Inácio Arruda – novo desafio: O Senado
No final do ano passado a jornalista, Viviane Lima, da Revista Plenário, publicada pela Assembléia Legislativa do Ceará, entrevistou o então senador eleito Inácio Arruda. Na entrevista o parlamentar fala de sua expectativa em relação ao Senado Fed
Publicado 13/02/2007 22:08 | Editado 04/03/2020 16:37
Inácio Arruda, 49 anos, iniciou sua vida pública nos anos 80, como presidente da Associação dos Moradores do Bairro Dias Macedo e logo em seguida, presidente da Federação de Bairros e Favelas de Fortaleza.
Do movimento popular, Inácio começou a sua vida pública. Em 1988 foi eleito vereador, em 1990, deputado estadual e em 1994, deputado federal, se reelegendo em 1998 e 2002. Nesta última eleição para a Câmara Federal, Inácio recebeu 302.627 votos, sendo na época o deputado federal mais votado em toda a história do Ceará. Inácio também disputou a Prefeitura de Fortaleza.
Seguindo a sua trajetória ascendente nos parlamentos, já tendo sido vereador, deputado estadual e federal, Inácio Arruda chega em 2007 ao Senado Federal. Eleito com 1.912.663 votos do eleitorado cearense (52,25% dos votos válidos) o cearense é o primeiro senador comunista eleito desde Luís Carlos Prestes, o lendário “Cavaleiro da Esperança”, em 1946.
De pés no chão e pragmático, Inácio diz que foi-se o tempo em que ser comunista era defender uma sociedade socialista padronizada e transportada de modelos. Para ele, não existe modelo, pois cada país vive suas particularidades e é nessa realidade que devem ser realizadas as ações para se melhorar a qualidade de vida do seu povo.
____
__Pedido de trabalho a__
Você pode transcrever, sem nenhuma alteração, o trecho da matéria sobre Inácio Arruda que vai de "De pés no chão" a "do seu povo."?

(Entradas do conjunto de dados)
____
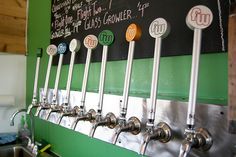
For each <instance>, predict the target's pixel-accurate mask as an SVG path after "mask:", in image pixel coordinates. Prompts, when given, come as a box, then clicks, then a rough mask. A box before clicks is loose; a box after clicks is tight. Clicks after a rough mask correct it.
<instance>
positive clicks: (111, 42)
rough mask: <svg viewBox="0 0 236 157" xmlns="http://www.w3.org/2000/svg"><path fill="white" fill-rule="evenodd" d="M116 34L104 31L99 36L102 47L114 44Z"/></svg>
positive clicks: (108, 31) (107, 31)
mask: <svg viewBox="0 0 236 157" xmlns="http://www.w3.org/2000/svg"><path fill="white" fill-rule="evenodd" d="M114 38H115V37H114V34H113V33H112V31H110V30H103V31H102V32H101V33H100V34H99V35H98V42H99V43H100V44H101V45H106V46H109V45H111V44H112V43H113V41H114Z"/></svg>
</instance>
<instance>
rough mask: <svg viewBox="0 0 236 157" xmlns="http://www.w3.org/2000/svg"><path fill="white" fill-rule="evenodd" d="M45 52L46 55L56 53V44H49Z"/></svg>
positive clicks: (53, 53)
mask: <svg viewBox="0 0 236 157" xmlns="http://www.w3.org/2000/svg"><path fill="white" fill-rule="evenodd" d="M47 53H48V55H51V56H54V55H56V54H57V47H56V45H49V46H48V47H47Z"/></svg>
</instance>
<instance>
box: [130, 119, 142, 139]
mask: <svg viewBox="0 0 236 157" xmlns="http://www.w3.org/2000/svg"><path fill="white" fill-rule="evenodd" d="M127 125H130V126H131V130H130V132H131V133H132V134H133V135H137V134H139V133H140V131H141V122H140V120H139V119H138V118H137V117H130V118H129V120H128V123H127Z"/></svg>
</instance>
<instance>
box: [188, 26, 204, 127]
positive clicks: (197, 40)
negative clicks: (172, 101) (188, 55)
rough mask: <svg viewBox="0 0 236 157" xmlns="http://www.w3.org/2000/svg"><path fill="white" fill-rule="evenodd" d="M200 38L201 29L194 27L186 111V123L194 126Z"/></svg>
____
__Pedido de trabalho b__
Reproduza, sem alterações, a listagem desde o início até a linha que contém "positive clicks: (111, 42)", incluindo essa linha, e deixe as imagens de fora.

__Resultado a__
De pés no chão e pragmático, Inácio diz que foi-se o tempo em que ser comunista era defender uma sociedade socialista padronizada e transportada de modelos. Para ele, não existe modelo, pois cada país vive suas particularidades e é nessa realidade que devem ser realizadas as ações para se melhorar a qualidade de vida do seu povo.

__Resultado b__
For each <instance>, predict the target's pixel-accurate mask as an SVG path after "mask:", in image pixel coordinates. Prompts, when given, come as a box, then clicks, then a rough mask. A box before clicks is loose; a box after clicks is tight. Clicks after a rough mask correct it.
<instance>
positive clicks: (111, 42)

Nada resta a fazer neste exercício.